Page excerpt:
####################

CELL EXPANSION BIOREACTORS FOR ASSAY-READY IMMUNOCOMPETENT PATIENT MODELS

Project Summary/Abstract Although cancer is a leading cause of death globally, oncology drugs have the lowest success rates, cost the most to develop, and constantly show promising results in animals and then fail to work in patients. Thus, there is a need for models that facilitate understanding of how a drug will work in humans and for specific patient

populations. The availability of human tumor samples will further facilitate enhanced preclinical screening, where long timelines (>10-years), high costs ($2.6B), and low success rates (1/5,000) plague the development of new drugs. Link Biosystems provides a universal approach to tumor cell expansion via a custom bioreactor product

that uses a defined serum-free media and relies on controlled aggregation for enhanced paracrine signaling and cell-cell contact, enhanced nutrient delivery via low-shear perfusion, and organotypic tissue niches to generate thousands of identical immunocompetent tumoroid tissues that can be further scaled as needed. This approach

would enable the establishment of robust tumor models for early and late stage cancers, rare cancers, and previously biobanked samples at quantities suitable for screening large drug panels – including immunotherapies, biologics, and drug-drug combinations, to find an optimally effective drug regimen for the

specific patient. Additionally, the ability to generate quality-controlled patient cells at scale will enable the establishment of patient tumor biobanks and subsequent personalized drug screening for optimal treatment guidance and to overcome drug resistant phenotypes. To this end, we are similarly evaluating our bioreactors

versatile utility for expansion of direct patient tumor samples and previously biobanked organoid models, providing the raw material needed for downstream drug screening assays that are human, robust, reproducible, incorporates immune and stromal components, and captures the heterogeneity of patient responses.

####################

[Stored records]
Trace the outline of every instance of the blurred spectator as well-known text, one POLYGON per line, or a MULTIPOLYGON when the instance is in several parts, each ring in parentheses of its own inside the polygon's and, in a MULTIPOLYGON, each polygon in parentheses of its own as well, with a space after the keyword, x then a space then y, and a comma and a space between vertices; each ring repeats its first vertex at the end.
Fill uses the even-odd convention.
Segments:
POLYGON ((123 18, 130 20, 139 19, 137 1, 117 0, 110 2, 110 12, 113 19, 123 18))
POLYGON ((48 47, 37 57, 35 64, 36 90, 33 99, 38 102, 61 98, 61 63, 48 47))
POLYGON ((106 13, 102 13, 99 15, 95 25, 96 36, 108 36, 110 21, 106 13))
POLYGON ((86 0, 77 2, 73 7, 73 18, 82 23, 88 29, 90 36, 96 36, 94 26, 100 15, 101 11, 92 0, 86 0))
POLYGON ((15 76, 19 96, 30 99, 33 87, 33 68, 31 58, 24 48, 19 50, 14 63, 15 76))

####################

Exercise directions:
Please mark each statement about the bioreactor project summary yes or no, and quote the exact words of the summary that settle it. (a) Oncology drugs have the lowest success rates. (b) The bioreactor product uses a media that contains serum. (c) Nutrients are delivered through high-shear perfusion.

Response area:
(a) Yes: "oncology drugs have the lowest success rates"
(b) No: "uses a defined serum-free media"
(c) No: "enhanced nutrient delivery via low-shear perfusion"